**The problem:**
Render the lines below as a numbered list, skipping any blank lines and leaving out the pictures.

--- Begin Extracted records ---

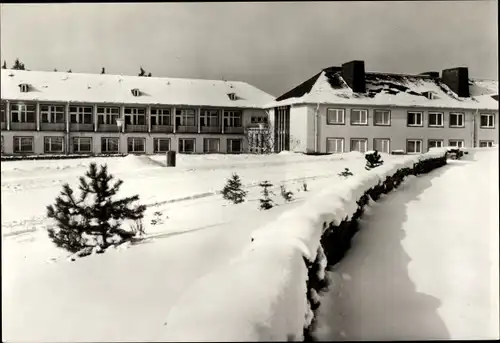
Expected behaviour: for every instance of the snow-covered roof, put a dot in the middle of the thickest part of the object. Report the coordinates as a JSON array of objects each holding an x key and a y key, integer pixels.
[
  {"x": 391, "y": 90},
  {"x": 105, "y": 88}
]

--- End Extracted records ---

**Result of this exercise:**
1. Expected behaviour: for every instance of the snow-covered roof, put a dot in the middle of the thickest part of the object. Report the coordinates as a JSON array of objects each holding an x key and a y key, integer pixels.
2. [
3.   {"x": 391, "y": 90},
4.   {"x": 105, "y": 88}
5. ]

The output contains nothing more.